Start of Records shown

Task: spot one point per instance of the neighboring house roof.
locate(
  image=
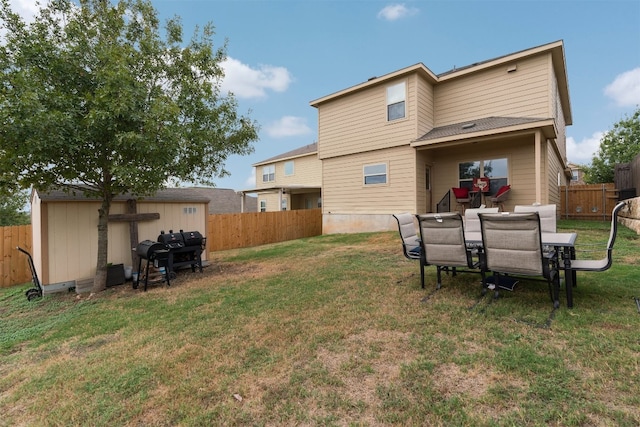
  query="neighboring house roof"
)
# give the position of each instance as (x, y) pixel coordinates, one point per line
(220, 200)
(298, 152)
(559, 64)
(476, 128)
(225, 200)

End of Records shown

* **About this exercise**
Retype the data above exactly, dropping every picture.

* **Completed exercise**
Task: spot one point per instance of the neighboring house roof.
locate(
  image=
  query="neighboring house roof"
)
# give the position of each instance as (x, y) pixel coordinates, one point per line
(220, 200)
(298, 152)
(559, 64)
(476, 128)
(225, 200)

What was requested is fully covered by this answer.